## Passage shown

━━━━━━━━━━━━━━━━

E. coli septicaemia or colibacillosis is a disease which generally occurs in poultry (such as chickens and turkeys) and which is responsible for considerable losses. Characteristic symptoms in birds having this disease are air sac inflammation, pericarditis and perihepatitis. Most of the investigations in this field reveal that more than half of the E. coli strains which are encountered in said sick birds belong to one of three serotypes 01:K1, 02:K1 or 078:K80. In the United States, the serotype 035 is also frequently encountered. It is generally assumed that E. coli septicaemia is a secondary infection which enters the body via the respiratory tract after it has been damaged, for example, by viruses which cause respiratory diseases or by mycoplasmas.
Little is known of the virulence factors which play a role in the pathogenesis of colibacillosis in poultry. The virulence factors of E. coli strains which play a role in infections in mammals include, for example, attachment fimbriae, toxins and iron-sequestrating mechanisms.

━━━━━━━━━━━━━━━━

## Dataset entries
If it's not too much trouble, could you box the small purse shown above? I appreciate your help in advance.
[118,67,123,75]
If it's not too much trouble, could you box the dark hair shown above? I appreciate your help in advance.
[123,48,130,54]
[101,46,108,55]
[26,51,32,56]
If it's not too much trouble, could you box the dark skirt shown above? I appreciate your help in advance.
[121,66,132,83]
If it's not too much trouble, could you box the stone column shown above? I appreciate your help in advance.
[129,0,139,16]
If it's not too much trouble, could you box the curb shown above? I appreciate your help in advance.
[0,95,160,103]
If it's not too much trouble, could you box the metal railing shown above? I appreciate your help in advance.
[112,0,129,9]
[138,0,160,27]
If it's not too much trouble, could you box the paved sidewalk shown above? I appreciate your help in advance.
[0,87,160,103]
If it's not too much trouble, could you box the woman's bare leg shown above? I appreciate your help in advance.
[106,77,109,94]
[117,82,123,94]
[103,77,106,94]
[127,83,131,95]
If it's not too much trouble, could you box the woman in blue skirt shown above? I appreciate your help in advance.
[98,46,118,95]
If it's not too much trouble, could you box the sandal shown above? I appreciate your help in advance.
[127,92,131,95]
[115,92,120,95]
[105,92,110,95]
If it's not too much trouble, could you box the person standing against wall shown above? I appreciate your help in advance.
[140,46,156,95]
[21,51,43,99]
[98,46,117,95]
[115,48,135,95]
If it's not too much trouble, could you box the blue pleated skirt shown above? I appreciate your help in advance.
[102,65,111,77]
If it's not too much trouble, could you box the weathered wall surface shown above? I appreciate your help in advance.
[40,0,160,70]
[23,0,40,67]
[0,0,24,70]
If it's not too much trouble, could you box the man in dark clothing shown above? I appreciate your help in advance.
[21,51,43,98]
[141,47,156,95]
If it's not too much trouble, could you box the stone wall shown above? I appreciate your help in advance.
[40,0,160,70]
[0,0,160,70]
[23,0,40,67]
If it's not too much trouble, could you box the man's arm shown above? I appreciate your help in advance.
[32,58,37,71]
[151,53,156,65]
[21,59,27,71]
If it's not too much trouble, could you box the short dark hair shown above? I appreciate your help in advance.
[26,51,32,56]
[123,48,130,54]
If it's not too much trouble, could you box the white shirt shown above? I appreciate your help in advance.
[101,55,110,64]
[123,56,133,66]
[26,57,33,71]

━━━━━━━━━━━━━━━━

## Apply what you read
**A.** Answer these questions from the colibacillosis passage, labeling each answer to match:
(i) Which three serotypes do more than half of the E. coli strains found in the sick birds belong to?
(ii) Which serotype is also frequently encountered in the United States?
(iii) Which virulence factors of E. coli strains in mammal infections are given as examples?
**B.** Extend the colibacillosis passage, starting from the point where it stops.

## Task-by-task outputs
**A.**
(i) 01:K1, 02:K1 and 078:K80.
(ii) Serotype 035.
(iii) Attachment fimbriae, toxins and iron-sequestrating mechanisms.

**B.**
Many different attachment fimbriae, which are generally highly host-specific, have been described. Thus, the CFA fimbriae have been encountered in humans with diarrhoea. K88 fimbriae in piglets with diarrhoea, K99 in sheep, calves and piglets with diarrhoea, and P fimbriae (including those of the F11 type) in humans with urinary tract infections. It has been found, in addition, that administration of said types of attachment fimbriae in purified form as a vaccine resulted in a protective immune response in the respective type of animal. However, a similar virulence factor has not been identified for colibacillosis in poultry.